**YOUR ASSIGNMENT:**
Every entry is to be written out word for word.

-- Opening Marker --

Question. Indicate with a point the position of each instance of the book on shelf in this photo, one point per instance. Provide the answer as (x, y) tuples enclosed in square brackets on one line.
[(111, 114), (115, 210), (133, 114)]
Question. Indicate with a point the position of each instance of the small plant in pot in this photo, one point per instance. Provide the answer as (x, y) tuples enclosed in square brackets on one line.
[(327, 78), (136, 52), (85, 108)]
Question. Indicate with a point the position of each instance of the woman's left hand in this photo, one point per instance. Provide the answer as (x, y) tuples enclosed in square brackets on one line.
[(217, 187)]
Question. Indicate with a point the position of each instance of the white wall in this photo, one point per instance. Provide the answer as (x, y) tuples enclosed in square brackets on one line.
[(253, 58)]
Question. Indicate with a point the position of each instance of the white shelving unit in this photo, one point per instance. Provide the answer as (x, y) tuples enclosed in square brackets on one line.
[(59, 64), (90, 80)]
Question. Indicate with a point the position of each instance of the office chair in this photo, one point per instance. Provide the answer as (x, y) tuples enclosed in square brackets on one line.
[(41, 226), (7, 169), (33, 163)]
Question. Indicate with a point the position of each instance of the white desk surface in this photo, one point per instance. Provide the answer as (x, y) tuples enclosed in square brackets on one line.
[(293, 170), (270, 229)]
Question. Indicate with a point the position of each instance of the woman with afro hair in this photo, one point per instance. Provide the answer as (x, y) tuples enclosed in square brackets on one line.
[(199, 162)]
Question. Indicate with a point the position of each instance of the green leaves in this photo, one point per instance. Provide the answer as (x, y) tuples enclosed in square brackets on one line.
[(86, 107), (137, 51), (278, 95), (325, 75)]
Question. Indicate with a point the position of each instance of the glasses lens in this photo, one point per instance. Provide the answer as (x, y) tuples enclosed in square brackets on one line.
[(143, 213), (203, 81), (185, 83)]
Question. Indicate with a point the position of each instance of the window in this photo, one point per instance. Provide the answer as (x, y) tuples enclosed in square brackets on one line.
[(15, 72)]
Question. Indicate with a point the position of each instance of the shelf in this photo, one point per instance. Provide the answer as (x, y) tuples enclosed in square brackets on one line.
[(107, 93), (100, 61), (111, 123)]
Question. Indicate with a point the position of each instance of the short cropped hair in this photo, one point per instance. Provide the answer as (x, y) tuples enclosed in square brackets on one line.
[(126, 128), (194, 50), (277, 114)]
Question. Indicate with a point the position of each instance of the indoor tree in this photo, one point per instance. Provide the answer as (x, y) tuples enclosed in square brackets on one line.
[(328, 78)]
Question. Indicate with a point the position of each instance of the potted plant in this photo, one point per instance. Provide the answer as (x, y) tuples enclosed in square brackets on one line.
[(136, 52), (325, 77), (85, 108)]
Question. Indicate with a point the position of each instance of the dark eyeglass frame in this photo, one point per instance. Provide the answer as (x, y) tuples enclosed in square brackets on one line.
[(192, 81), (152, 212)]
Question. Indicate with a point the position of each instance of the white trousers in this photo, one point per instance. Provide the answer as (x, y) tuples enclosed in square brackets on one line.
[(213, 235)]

-- Closing Marker --

**SOLVED EXERCISE:**
Question. Indicate with a point the position of each instance of the book on shelf in this photo, one point per instance. Provide the answer as (x, y) tuples enclosed in square brackets on one line.
[(111, 114), (115, 210), (133, 114)]
Question. Indicate with a point the position of each instance of the small plant in pot in this photo, one point per instance. Provide the answer as (x, y) tuples enclosed in square brackets on one line.
[(327, 78), (136, 52), (85, 108)]
Question. Indicate with a point the position of each instance of the woman's left hand in this photo, one point per instance. Provide the answer as (x, y) tuples enclosed in square brackets on one line.
[(217, 187)]
Question. Indicate with a point the position of each instance of the white wall in this photo, one point per instance. Provide the answer as (x, y) tuples enclosed in square brackets on one line.
[(253, 58)]
Question. Indicate with a point the position of each instance of the white shelving unit in this photo, one point per instance. Provide the answer as (x, y) tuples enclosed in square brackets on one line.
[(59, 64), (90, 80)]
Question. Indicate with a point the position of each instance of the office chair in this photo, one point per instance. Provide the answer as (x, y) tuples enclosed in square brackets on one line.
[(41, 226), (7, 169), (33, 163)]
Question. Indicate with a point the position of each instance of the white desk surface in this photo, one point per instance. Provide the answer as (x, y) tuples enclosed in square brackets on one line.
[(293, 170), (270, 229)]
Question. Indicate with a point the position of each instance of the woman with afro hair in this photo, one point per instance. Provide the answer as (x, y) tuples enclosed in square brackets on one line.
[(199, 162)]
Question. Indicate with a point the position of each instance of the green leaves in this photo, one point per instance. Provide the answer as (x, y) tuples enclosed in square brackets on one line.
[(86, 107), (137, 51), (278, 95), (325, 75)]
Question. Indicate with a point the position of each instance of the glasses lens in this photo, one point per instance. Provide the answer as (x, y) tuples enclosed in square brackets on one line.
[(143, 213), (203, 81), (185, 83)]
Question. Indicate with a point the position of each instance of the window in this photo, one point per instance. Provide the answer as (x, y) tuples enclosed in square brackets on one line.
[(15, 72)]
Question. Indicate with a point the position of each instance of the shelf in this photo, one point per instance. Provide the answer as (x, y) tuples enclosed in square brackets on one line.
[(107, 93), (100, 61), (111, 123)]
Question. Indicate with a point the position of each instance of the short cropped hair in this photo, one point per instance. Provide the answer as (x, y) tuples enclosed in square brackets on one line.
[(126, 128), (194, 50), (277, 114)]
Question. Indicate with a point the position of each instance of the indoor tree in this photo, one point per instance. Provide the answer as (x, y) tuples enclosed in square brackets on one line.
[(328, 78)]
Question. Indicate with a point the position of each instance of the potted plant in this photo, one point per instance. Provide the answer as (x, y) tuples enclosed in square brackets on one line.
[(136, 52), (325, 77), (85, 108)]
Question. Indicate with a point the position of each instance of the dark eyeglass frame in this photo, one point per instance. Provide the answer as (x, y) tuples enclosed in square brackets on one line.
[(192, 81), (152, 212)]
Question. Indicate with a point the position of each instance of the white trousers in this photo, one point per instance. Provide the answer as (x, y) tuples enclosed in square brackets on one line.
[(213, 235)]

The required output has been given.